SOURCE DOCUMENT>
— BEGIN —
The crowd heard a cross-disciplinary discussion of “Military Ethics in an Age of Terrorism” by experts on Jewish, Islamic and constitutional law and moral philosophy. The panelists, who included CJL Director Suzanne Last Stone, offered their views on the impact of global terrorism on the ethics of warfare — particularly whether this relatively new threat should alter the moral constraints ordinarily imposed on combatants.

One of the problems in discussing terrorism is that it doesn’t easily fit the way we think about either war or crime, said Stone, who is a professor of law at Cardozo and an expert on the intersection of Jewish law and legal theory. “Is it war? If so, what do we do about these noncombatant civilians? But if it is a crime, how do we manage [what is] a sliding scale between perpetrators and innocents?” she asked.
— END —
TASK A> In the panel discussion text, what is Suzanne Last Stone identified as an expert on?
TASK B> Pick up the text about the military ethics panel after its last sentence and continue it.

GIVEN MATERIAL>
— BEGIN —
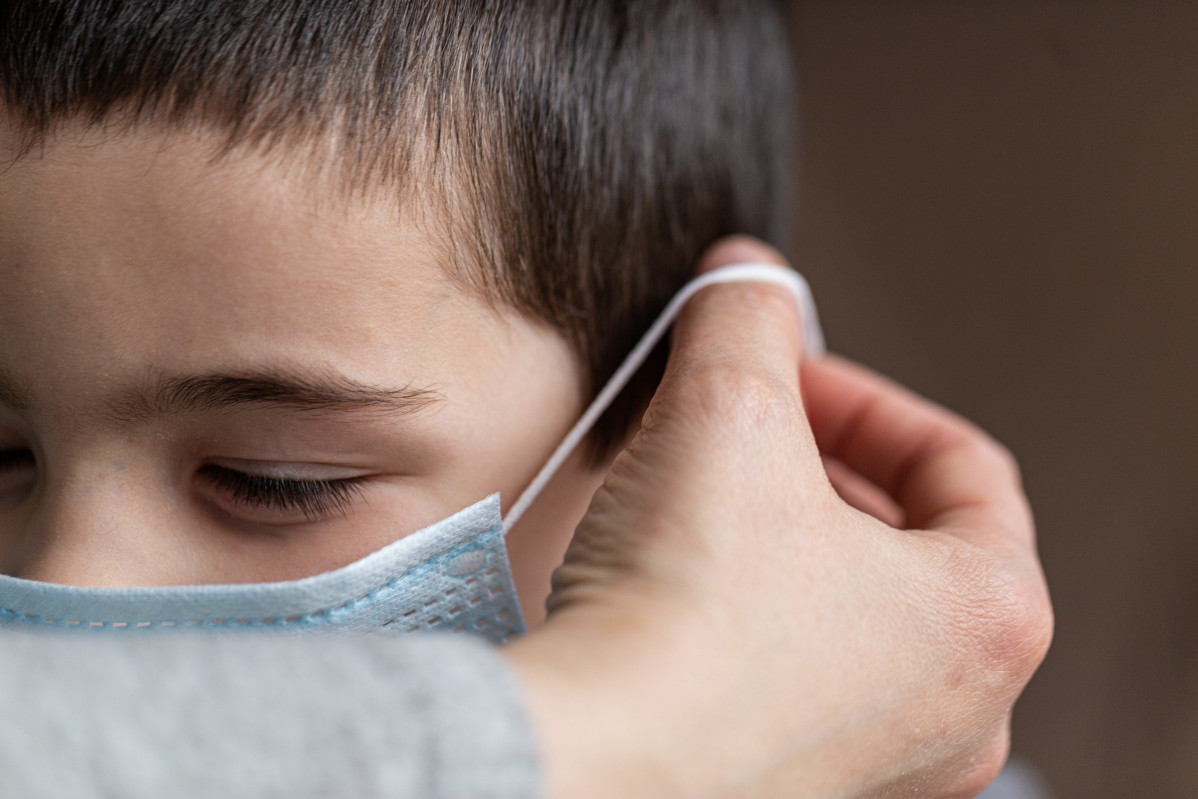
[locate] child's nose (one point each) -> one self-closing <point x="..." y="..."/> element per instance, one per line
— END —
EXPECTED ANSWER A> She is an expert on the intersection of Jewish law and legal theory.

EXPECTED ANSWER B>
Stone said she was pleased with the outcome of the discussion. “I think that it demonstrated that the perspectives of very different legal and religious traditions are very relevant to a central topic of urgent concern,” she said. “Each of the speakers was utterly frank and forthright, but also trying to convey the complexities of their tradition.”

In 2004, Stone established the Program in Jewish Law and Interdisciplinary Studies at Cardozo. It was re-launched this summer as a full-fledged center, with a broader mandate than the original focus on interdisciplinary studies. CJL will bring together scholars from a variety of traditions and fields to enhance the study of Jewish law through dialogue with Western legal theory and other religious and secular legal traditions.

The Center will develop publications and course offerings, sponsor fellowships to train scholars of Jewish studies and expand academic ties with scholars and institutions in Israel, and develop joint programs with YU’s other schools and interdisciplinary centers. The center will also organize conferences, workshops, colloquia and public events like the Oct. 28 panel discussion.

In addition to Stone, the panelists were Sohail Hashmi, associate professor of international relations at Mount Holyoke College; George P. Fletcher, Cardozo Professor of Jurisprudence, Columbia Law School; and Daniel Statman, professor of philosophy at Haifa University and a visiting scholar at CJL during October. The moderator was Arthur Jacobson, Max Freund Professor of Litigation and Advocacy at Cardozo.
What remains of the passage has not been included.